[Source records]
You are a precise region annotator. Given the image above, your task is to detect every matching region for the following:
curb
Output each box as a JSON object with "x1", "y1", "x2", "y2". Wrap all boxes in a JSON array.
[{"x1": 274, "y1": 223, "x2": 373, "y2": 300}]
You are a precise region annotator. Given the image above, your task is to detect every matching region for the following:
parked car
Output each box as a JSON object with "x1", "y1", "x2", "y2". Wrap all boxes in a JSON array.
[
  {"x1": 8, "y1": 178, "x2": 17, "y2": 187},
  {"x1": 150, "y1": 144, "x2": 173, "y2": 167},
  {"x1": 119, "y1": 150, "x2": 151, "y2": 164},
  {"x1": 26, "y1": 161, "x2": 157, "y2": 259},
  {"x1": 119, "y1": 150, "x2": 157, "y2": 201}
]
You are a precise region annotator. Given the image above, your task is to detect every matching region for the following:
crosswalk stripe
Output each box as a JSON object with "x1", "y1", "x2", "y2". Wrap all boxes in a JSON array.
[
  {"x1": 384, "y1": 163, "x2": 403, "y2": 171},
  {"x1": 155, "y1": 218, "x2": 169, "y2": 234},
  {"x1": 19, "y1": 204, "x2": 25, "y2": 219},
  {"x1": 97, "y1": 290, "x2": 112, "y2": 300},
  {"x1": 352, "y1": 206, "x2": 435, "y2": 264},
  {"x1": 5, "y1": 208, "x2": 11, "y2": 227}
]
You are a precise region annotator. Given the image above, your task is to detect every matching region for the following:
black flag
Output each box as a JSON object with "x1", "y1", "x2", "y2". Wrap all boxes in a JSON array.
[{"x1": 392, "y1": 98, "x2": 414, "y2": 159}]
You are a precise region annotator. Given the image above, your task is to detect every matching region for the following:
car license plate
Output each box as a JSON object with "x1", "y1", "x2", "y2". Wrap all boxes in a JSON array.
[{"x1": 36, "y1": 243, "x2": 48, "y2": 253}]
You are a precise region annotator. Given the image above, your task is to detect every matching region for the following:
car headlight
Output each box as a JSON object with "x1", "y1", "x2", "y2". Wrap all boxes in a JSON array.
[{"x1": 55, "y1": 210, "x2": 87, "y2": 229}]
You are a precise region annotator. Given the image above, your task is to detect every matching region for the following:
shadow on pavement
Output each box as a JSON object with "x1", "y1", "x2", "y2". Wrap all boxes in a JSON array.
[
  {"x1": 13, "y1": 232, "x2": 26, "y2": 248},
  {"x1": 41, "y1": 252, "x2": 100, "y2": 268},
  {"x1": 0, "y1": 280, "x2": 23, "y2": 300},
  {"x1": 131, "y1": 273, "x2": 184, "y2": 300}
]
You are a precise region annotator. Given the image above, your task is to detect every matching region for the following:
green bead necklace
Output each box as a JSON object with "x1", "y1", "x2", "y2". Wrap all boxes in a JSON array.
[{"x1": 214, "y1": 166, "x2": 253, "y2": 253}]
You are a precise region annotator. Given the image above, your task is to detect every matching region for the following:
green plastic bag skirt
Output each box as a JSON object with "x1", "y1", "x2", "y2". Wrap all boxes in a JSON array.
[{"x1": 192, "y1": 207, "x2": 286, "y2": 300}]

Exercise: Every entry should be printed again exactly as it stands.

Solution to the problem:
You are a precise region annotator. Given the image above, your task is to detect every matching region for the following:
curb
Output each box as a JSON object with "x1", "y1", "x2", "y2". Wrap all boxes in a JSON array.
[{"x1": 274, "y1": 223, "x2": 373, "y2": 300}]
You are a precise region annotator. Given the image above, your task is to detect every matching region for the following:
parked car
Output each box as a JSON object with "x1", "y1", "x2", "y2". Wrap all boxes in a JSON array.
[
  {"x1": 8, "y1": 178, "x2": 17, "y2": 187},
  {"x1": 150, "y1": 144, "x2": 173, "y2": 167},
  {"x1": 119, "y1": 150, "x2": 151, "y2": 164},
  {"x1": 26, "y1": 161, "x2": 157, "y2": 259},
  {"x1": 119, "y1": 150, "x2": 157, "y2": 201}
]
You are a precise region annotator. Given the image above, your task is to detect every matching region for the following:
crosswalk stripe
Output each box as a JSON object with "x1", "y1", "x2", "y2". Wrap all boxes in a JSON array.
[
  {"x1": 384, "y1": 163, "x2": 403, "y2": 171},
  {"x1": 155, "y1": 218, "x2": 169, "y2": 234},
  {"x1": 19, "y1": 204, "x2": 25, "y2": 219},
  {"x1": 97, "y1": 290, "x2": 112, "y2": 300},
  {"x1": 352, "y1": 206, "x2": 435, "y2": 264},
  {"x1": 5, "y1": 208, "x2": 11, "y2": 227}
]
You are a precise region annotator. Given the image above, your task is to detect every matching region for the following:
black flag
Output each box as a JSON object with "x1", "y1", "x2", "y2". Wrap all boxes in a JSON array.
[{"x1": 392, "y1": 98, "x2": 414, "y2": 159}]
You are a precise region annotator. Given the image above, your task is to detect every matching region for the following:
car license plate
Output each box as a JSON object with "x1", "y1", "x2", "y2". Wrap all boxes in a JSON array.
[{"x1": 36, "y1": 243, "x2": 48, "y2": 253}]
You are a precise region annotator. Given the image above, your task is to detect every matching region for the following:
car headlight
Output each box as a JSON object with "x1", "y1", "x2", "y2". Wrap all boxes in a JSON array.
[{"x1": 55, "y1": 210, "x2": 87, "y2": 229}]
You are a precise region annotator. Given the image above, your task is to detect every matching region for the following:
shadow on pavement
Output each box as a JSON object with "x1", "y1", "x2", "y2". Wrap all boxes in a JSON array.
[
  {"x1": 13, "y1": 232, "x2": 26, "y2": 248},
  {"x1": 41, "y1": 252, "x2": 100, "y2": 268},
  {"x1": 0, "y1": 280, "x2": 23, "y2": 300},
  {"x1": 131, "y1": 273, "x2": 184, "y2": 300}
]
You are a precise region annotator. Given the image above, your task is to detect every matching region for the following:
green bead necklace
Output each box as a JSON object with "x1", "y1", "x2", "y2". Wrap all boxes in a JSON array.
[{"x1": 214, "y1": 166, "x2": 253, "y2": 253}]
You are a precise region annotator. Given the image above, your task is to detect every matching region for the following:
green plastic bag skirt
Output each box as a JSON object with "x1", "y1", "x2", "y2". Wrap all boxes in a JSON array.
[{"x1": 192, "y1": 207, "x2": 286, "y2": 300}]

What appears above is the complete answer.